### RECORDS PROVIDED
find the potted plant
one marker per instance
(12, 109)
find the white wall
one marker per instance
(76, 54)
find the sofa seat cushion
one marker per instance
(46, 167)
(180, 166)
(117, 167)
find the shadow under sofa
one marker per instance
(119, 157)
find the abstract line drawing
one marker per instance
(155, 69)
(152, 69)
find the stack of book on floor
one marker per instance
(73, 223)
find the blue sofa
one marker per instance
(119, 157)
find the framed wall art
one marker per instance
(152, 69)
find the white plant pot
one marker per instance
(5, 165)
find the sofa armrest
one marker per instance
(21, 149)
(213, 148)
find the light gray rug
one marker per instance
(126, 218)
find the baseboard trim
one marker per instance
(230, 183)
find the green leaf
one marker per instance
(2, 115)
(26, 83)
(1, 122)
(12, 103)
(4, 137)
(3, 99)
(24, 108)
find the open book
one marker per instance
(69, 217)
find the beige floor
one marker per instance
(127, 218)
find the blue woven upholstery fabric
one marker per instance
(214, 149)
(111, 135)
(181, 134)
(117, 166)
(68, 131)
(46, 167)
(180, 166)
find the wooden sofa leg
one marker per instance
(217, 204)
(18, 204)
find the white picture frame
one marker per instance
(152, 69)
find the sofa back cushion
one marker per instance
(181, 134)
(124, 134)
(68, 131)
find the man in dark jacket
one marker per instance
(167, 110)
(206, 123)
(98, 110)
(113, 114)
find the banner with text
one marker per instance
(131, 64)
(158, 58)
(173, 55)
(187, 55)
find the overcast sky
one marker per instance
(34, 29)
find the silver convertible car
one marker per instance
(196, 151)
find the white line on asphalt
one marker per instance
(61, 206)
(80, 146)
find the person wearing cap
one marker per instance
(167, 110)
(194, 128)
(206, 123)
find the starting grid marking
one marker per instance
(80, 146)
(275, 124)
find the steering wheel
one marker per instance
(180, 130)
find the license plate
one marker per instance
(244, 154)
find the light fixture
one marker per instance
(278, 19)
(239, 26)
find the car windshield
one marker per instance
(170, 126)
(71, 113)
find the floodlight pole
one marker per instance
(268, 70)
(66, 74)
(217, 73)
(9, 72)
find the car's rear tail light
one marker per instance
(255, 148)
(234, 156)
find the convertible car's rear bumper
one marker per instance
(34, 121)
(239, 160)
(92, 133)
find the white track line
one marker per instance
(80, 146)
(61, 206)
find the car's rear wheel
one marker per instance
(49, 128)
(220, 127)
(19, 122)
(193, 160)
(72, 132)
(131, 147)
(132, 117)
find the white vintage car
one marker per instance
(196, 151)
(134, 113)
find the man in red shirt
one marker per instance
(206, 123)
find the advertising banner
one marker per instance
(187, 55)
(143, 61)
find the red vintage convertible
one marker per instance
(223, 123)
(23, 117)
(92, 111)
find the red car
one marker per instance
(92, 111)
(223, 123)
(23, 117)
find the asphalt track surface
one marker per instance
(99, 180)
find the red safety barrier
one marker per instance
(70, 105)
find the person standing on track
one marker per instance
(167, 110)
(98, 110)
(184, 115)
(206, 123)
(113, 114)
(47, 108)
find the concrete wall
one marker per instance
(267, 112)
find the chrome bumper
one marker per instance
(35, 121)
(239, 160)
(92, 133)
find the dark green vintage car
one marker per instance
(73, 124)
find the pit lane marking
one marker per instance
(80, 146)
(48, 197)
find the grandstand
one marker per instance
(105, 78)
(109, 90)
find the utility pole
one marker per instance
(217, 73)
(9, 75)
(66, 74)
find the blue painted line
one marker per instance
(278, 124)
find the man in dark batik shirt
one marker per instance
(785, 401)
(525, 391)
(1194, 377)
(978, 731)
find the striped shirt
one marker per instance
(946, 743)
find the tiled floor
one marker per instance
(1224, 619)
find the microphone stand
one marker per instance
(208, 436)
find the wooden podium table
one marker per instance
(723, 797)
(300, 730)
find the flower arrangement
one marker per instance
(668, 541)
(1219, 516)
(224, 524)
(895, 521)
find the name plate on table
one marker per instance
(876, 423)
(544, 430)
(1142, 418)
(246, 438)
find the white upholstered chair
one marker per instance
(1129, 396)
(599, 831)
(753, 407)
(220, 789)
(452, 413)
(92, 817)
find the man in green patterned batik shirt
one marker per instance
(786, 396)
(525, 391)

### PROBLEM DESCRIPTION
All entries above are to be reproduced exactly.

### WRITTEN REPLY
find the potted plant
one marker per instance
(12, 109)
find the white wall
one marker per instance
(76, 54)
find the sofa seat cushion
one marker per instance
(46, 167)
(180, 166)
(117, 167)
find the shadow under sofa
one marker per instance
(119, 157)
find the abstract line drawing
one marker per instance
(155, 69)
(152, 69)
find the stack of book on floor
one marker per instance
(73, 223)
find the blue sofa
one marker per instance
(119, 157)
find the framed wall art
one marker per instance
(152, 69)
find the white plant pot
one marker per instance
(5, 165)
find the sofa armrest
one marker per instance
(21, 149)
(213, 148)
find the light gray rug
one marker per instance
(126, 218)
find the baseboard trim
one marker per instance
(230, 183)
find the green leaf
one marker per instance
(2, 115)
(26, 83)
(1, 122)
(12, 103)
(4, 137)
(3, 99)
(24, 108)
find the open book
one marker per instance
(69, 217)
find the beige floor
one marker per instance
(127, 218)
find the blue woven upholstery fabric
one marker per instance
(214, 149)
(111, 135)
(181, 134)
(117, 166)
(68, 131)
(46, 167)
(180, 166)
find the wooden sofa leg
one marker per instance
(217, 204)
(18, 204)
find the white picture frame
one marker per instance
(152, 69)
find the sofa back cushion
one marker per instance
(181, 134)
(124, 134)
(68, 131)
find the man in dark jacket
one marker per instance
(167, 110)
(206, 123)
(98, 110)
(113, 114)
find the banner with text
one marker per instance
(131, 64)
(158, 58)
(173, 55)
(187, 55)
find the overcast sky
one marker per instance
(34, 29)
find the silver convertible car
one marker per instance
(196, 151)
find the white line on asphalt
one marker per instance
(61, 206)
(80, 146)
find the person wearing cap
one marker per instance
(167, 110)
(194, 128)
(206, 123)
find the starting grid marking
one marker per instance
(80, 146)
(275, 124)
find the steering wheel
one marker per instance
(180, 130)
find the license plate
one marker per instance
(244, 154)
find the light fixture
one marker per instance
(278, 19)
(239, 26)
find the car windshield
one marker per instance
(170, 126)
(71, 113)
find the floodlight pole
one marker per instance
(268, 70)
(66, 74)
(217, 73)
(9, 72)
find the car's rear tail light
one marker per instance
(255, 148)
(234, 156)
find the convertible car's rear bumper
one marker per instance
(34, 121)
(239, 160)
(92, 133)
find the white track line
one marker per instance
(80, 146)
(61, 206)
find the car's rear wheel
one marker per instance
(49, 128)
(220, 127)
(19, 122)
(193, 160)
(72, 132)
(131, 147)
(132, 117)
find the white vintage car
one marker per instance
(196, 151)
(134, 113)
find the man in red shirt
one marker per instance
(206, 123)
find the advertising banner
one marker per instance
(187, 55)
(143, 61)
find the red vintage convertible
one marker per instance
(223, 123)
(23, 117)
(92, 111)
find the red car
one marker per instance
(92, 111)
(223, 123)
(23, 117)
find the asphalt track surface
one marker per instance
(99, 180)
find the red safety barrier
one marker per instance
(70, 105)
find the person standing on track
one marker per instance
(167, 110)
(98, 110)
(184, 115)
(206, 123)
(113, 114)
(47, 108)
find the concrete wall
one marker per instance
(267, 112)
find the chrome bumper
one marker per instance
(35, 121)
(239, 160)
(92, 133)
find the dark green vintage car
one marker per instance
(73, 124)
find the pit lane marking
one marker per instance
(80, 146)
(48, 197)
find the grandstand
one marker per instance
(105, 78)
(109, 90)
find the utility pole
one marker per instance
(217, 73)
(9, 75)
(66, 74)
find the blue painted line
one marker per instance
(278, 124)
find the man in dark batik shirt
one marker per instance
(785, 401)
(525, 391)
(1194, 377)
(978, 731)
find the striped shirt
one marker per instance
(946, 743)
find the tiled floor
one marker per instance
(1224, 619)
find the microphone stand
one marker per instance
(208, 436)
find the wooden podium table
one marker per instance
(723, 797)
(300, 730)
find the flower arrangement
one marker per instance
(668, 541)
(1219, 516)
(224, 524)
(895, 521)
find the name plate on table
one marker per instance
(876, 423)
(544, 430)
(1142, 418)
(246, 438)
find the white upholstered chair
one marker per instance
(1129, 396)
(599, 831)
(753, 407)
(220, 789)
(452, 413)
(92, 817)
find the man in green patterned batik shirt
one marker per instance
(786, 396)
(525, 391)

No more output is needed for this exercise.